▸ **Request**
Rewrite every item below with "quickstart" replaced by "tutorial", leaving everything else unchanged.
------------------------------------------------------------
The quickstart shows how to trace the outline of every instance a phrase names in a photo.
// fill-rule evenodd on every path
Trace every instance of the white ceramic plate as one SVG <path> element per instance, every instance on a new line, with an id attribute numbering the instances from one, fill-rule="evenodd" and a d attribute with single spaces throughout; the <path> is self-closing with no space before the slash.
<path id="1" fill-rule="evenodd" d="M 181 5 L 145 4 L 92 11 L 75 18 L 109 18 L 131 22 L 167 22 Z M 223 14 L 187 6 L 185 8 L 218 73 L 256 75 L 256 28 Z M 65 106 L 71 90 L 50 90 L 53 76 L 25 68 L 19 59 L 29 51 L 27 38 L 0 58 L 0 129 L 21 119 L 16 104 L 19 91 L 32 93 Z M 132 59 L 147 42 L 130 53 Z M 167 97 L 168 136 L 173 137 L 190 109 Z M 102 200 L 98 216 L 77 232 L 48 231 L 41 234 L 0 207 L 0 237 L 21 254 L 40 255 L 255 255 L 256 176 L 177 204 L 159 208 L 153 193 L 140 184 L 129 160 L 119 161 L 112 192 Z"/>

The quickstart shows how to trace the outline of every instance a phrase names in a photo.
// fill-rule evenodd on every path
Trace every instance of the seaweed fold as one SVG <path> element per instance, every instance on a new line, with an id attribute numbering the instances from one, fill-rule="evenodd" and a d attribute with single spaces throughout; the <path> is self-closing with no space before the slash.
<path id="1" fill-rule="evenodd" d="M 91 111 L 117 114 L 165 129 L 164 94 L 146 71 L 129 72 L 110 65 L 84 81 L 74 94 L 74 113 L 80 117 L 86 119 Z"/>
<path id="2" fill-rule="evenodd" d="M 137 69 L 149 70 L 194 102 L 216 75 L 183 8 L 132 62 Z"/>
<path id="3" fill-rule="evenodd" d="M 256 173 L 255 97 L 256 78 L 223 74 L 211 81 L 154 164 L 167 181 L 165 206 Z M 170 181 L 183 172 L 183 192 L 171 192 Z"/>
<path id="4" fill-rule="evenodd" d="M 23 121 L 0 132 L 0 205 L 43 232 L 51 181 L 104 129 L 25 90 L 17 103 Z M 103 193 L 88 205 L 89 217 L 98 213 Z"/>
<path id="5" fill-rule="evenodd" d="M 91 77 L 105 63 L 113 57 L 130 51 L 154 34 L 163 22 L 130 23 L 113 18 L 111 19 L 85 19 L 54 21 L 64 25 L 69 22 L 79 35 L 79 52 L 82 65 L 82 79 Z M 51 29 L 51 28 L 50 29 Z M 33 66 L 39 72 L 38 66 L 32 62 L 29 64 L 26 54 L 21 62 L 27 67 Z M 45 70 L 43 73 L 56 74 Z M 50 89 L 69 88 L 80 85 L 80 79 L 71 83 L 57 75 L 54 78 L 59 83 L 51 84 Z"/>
------------------------------------------------------------
▸ **Result below**
The tutorial shows how to trace the outline of every instance a phrase names in a photo.
// fill-rule evenodd on every path
Trace every instance of the white ceramic plate as one SVG <path> element per instance, every instance on a new line, with an id attribute numbering the instances from one, fill-rule="evenodd" and a d attribute with single spaces throughout; the <path> is self-closing with no space before the slash.
<path id="1" fill-rule="evenodd" d="M 181 5 L 145 4 L 92 11 L 75 18 L 109 18 L 131 22 L 167 22 Z M 223 14 L 187 6 L 185 8 L 218 73 L 256 75 L 256 28 Z M 65 106 L 71 90 L 50 90 L 53 76 L 25 68 L 19 59 L 29 51 L 27 38 L 0 58 L 0 129 L 21 119 L 16 104 L 19 91 L 32 93 Z M 132 59 L 147 42 L 130 53 Z M 167 97 L 168 136 L 173 137 L 190 109 Z M 102 200 L 98 216 L 77 232 L 48 231 L 41 234 L 0 207 L 0 237 L 21 254 L 40 255 L 255 255 L 256 176 L 177 204 L 159 208 L 153 193 L 140 184 L 129 160 L 119 161 L 112 192 Z"/>

The tutorial shows how to trace the outline of every instance a phrase names in a photo.
// fill-rule evenodd on every path
Trace every instance of the seaweed fold as one SVG <path> element per instance, every instance on a new line, with an id attribute numbering the instances from one, fill-rule="evenodd" and a d attribute with single spaces throughout; the <path> is self-closing with no space before the slash.
<path id="1" fill-rule="evenodd" d="M 91 111 L 117 114 L 165 129 L 164 94 L 146 71 L 129 72 L 110 65 L 84 81 L 74 94 L 74 113 L 80 117 L 86 119 Z"/>
<path id="2" fill-rule="evenodd" d="M 137 69 L 149 70 L 194 102 L 216 75 L 183 8 L 132 62 Z"/>
<path id="3" fill-rule="evenodd" d="M 256 173 L 255 97 L 256 78 L 223 74 L 211 81 L 154 164 L 167 181 L 165 206 Z M 170 181 L 183 172 L 183 192 L 171 192 Z"/>
<path id="4" fill-rule="evenodd" d="M 23 121 L 0 132 L 0 205 L 43 232 L 51 181 L 104 129 L 25 90 L 17 103 Z M 103 193 L 88 205 L 89 217 L 98 213 Z"/>
<path id="5" fill-rule="evenodd" d="M 91 77 L 105 63 L 113 57 L 130 51 L 154 34 L 163 22 L 130 23 L 113 18 L 111 19 L 85 19 L 54 21 L 64 25 L 69 22 L 79 35 L 79 52 L 82 65 L 82 79 Z M 51 29 L 51 28 L 50 29 Z M 33 66 L 39 72 L 38 66 L 32 62 L 29 64 L 26 54 L 21 62 L 27 67 Z M 45 70 L 43 73 L 56 74 Z M 50 89 L 69 88 L 80 85 L 80 79 L 71 83 L 57 75 L 54 78 L 59 83 L 51 84 Z"/>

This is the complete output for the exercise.